THE RECORDS START

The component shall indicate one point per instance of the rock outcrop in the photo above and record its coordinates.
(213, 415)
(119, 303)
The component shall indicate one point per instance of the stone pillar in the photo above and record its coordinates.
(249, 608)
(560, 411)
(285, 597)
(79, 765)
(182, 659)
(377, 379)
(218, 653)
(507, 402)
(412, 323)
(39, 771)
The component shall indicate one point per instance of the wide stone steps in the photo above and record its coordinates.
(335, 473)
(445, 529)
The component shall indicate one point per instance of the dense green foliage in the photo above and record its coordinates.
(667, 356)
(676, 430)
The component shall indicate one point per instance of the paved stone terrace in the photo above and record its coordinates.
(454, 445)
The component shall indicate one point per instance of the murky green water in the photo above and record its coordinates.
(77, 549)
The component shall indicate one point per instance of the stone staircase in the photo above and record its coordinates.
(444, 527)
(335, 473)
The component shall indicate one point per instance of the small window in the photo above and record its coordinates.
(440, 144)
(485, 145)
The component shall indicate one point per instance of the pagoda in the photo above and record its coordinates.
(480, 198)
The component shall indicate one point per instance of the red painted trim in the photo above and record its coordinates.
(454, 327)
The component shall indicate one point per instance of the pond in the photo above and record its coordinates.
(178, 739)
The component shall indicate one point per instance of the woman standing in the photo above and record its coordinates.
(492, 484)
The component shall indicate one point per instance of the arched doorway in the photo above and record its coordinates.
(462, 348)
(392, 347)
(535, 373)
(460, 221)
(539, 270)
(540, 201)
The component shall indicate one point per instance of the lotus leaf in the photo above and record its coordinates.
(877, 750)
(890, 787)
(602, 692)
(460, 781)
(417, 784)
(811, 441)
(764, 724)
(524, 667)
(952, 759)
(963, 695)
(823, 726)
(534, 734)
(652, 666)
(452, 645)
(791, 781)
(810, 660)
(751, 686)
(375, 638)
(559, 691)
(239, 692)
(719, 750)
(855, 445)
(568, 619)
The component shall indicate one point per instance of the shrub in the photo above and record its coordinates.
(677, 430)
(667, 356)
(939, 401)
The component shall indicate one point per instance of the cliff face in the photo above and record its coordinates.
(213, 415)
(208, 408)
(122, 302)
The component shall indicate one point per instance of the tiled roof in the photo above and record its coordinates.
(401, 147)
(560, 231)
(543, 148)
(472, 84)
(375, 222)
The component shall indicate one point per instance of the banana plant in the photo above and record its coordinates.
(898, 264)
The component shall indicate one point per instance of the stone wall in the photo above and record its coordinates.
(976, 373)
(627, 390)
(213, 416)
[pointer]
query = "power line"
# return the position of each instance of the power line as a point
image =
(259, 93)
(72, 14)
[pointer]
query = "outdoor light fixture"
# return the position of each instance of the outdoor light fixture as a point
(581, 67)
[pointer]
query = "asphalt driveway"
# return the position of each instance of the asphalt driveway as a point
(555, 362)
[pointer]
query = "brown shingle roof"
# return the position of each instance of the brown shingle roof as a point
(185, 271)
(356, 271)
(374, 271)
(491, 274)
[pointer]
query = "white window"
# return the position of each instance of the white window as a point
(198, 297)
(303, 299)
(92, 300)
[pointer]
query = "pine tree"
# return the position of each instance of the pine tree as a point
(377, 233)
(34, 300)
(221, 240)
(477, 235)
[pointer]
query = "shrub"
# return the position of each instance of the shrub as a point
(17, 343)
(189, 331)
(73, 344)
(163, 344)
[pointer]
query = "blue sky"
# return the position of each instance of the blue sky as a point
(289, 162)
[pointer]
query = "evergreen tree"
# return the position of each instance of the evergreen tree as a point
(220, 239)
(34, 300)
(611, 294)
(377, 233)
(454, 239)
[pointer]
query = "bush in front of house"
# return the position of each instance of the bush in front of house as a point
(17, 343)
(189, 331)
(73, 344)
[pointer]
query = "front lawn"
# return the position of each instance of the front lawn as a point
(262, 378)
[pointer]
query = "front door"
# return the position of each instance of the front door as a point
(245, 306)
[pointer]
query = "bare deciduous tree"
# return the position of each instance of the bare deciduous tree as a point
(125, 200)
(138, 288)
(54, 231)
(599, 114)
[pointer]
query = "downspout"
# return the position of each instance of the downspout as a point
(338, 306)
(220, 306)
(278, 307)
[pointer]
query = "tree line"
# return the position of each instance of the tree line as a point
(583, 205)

THE RECORDS END

■ WHAT THE EXERCISE ASKS
Each line holding "power" in the records should be copied out.

■ EXPECTED OUTPUT
query = "power line"
# return the position of each instance of the power line as a point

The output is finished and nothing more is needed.